── Material for this exercise
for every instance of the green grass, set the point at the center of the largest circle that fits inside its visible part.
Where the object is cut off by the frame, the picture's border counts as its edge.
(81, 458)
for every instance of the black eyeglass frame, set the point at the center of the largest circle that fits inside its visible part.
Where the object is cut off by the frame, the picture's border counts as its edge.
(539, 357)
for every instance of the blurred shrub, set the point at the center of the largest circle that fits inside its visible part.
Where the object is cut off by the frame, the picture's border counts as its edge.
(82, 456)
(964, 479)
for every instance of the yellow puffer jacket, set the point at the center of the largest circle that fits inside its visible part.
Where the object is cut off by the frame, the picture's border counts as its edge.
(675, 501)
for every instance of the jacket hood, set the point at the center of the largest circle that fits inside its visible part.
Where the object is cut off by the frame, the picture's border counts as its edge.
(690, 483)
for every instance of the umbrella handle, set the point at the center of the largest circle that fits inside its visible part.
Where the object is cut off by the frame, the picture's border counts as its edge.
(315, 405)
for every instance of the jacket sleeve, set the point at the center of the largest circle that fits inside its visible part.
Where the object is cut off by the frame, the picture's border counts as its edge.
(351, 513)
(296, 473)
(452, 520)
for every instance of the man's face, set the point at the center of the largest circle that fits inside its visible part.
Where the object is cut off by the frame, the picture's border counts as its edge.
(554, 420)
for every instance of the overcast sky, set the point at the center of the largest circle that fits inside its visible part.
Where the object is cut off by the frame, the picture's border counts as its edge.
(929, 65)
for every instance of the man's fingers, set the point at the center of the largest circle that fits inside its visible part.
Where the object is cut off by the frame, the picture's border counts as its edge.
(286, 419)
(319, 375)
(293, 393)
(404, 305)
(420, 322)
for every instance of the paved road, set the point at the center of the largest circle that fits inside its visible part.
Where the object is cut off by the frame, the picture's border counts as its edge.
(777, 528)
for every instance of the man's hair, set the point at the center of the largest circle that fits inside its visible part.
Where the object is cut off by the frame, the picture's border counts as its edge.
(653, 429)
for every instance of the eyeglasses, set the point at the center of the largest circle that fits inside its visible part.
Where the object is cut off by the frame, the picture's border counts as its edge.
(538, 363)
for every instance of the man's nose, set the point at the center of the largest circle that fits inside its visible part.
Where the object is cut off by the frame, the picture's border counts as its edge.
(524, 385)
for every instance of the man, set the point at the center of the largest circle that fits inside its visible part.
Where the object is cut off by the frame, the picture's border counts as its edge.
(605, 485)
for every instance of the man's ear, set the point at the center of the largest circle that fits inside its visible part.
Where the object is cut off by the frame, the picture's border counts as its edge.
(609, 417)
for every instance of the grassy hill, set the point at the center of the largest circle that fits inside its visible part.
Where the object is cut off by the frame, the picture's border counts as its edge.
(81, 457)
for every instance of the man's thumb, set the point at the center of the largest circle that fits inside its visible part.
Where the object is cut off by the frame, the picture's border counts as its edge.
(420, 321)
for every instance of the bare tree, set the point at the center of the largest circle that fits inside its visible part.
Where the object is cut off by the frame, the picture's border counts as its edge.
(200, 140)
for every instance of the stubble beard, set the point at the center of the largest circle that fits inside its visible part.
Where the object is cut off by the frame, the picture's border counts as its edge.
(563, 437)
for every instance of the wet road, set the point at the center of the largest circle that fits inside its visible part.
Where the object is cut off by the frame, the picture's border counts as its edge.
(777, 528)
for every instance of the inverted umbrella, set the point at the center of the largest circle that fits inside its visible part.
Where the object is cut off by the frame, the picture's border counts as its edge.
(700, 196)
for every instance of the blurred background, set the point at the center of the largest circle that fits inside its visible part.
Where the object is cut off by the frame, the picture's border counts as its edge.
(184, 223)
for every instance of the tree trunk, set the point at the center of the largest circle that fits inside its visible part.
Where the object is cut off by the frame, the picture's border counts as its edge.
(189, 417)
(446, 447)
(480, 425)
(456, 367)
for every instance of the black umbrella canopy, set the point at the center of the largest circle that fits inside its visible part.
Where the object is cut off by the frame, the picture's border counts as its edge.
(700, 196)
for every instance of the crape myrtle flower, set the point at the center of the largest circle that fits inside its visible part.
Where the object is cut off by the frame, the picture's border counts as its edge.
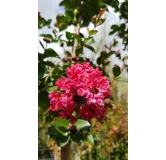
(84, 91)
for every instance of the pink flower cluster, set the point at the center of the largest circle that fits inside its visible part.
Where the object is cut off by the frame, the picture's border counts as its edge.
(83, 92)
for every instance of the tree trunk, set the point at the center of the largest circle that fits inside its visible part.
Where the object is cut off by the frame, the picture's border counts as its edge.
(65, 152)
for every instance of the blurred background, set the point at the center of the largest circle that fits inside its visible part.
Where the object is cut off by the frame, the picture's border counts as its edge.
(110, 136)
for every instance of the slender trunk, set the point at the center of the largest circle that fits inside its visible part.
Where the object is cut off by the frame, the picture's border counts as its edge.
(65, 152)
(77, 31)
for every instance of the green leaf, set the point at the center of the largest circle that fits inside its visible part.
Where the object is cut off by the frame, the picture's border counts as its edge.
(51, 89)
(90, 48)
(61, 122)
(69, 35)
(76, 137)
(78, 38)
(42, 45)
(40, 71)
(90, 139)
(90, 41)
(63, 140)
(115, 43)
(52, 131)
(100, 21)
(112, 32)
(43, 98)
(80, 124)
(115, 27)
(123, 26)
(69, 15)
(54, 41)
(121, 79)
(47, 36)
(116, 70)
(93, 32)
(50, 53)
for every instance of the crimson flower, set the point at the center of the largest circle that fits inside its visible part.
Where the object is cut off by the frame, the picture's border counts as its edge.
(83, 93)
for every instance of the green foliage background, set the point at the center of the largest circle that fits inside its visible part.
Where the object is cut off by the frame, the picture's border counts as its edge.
────
__Problem details__:
Tell how many lines of the listing include the word "umbrella"; the number alone is the answer.

__Response__:
3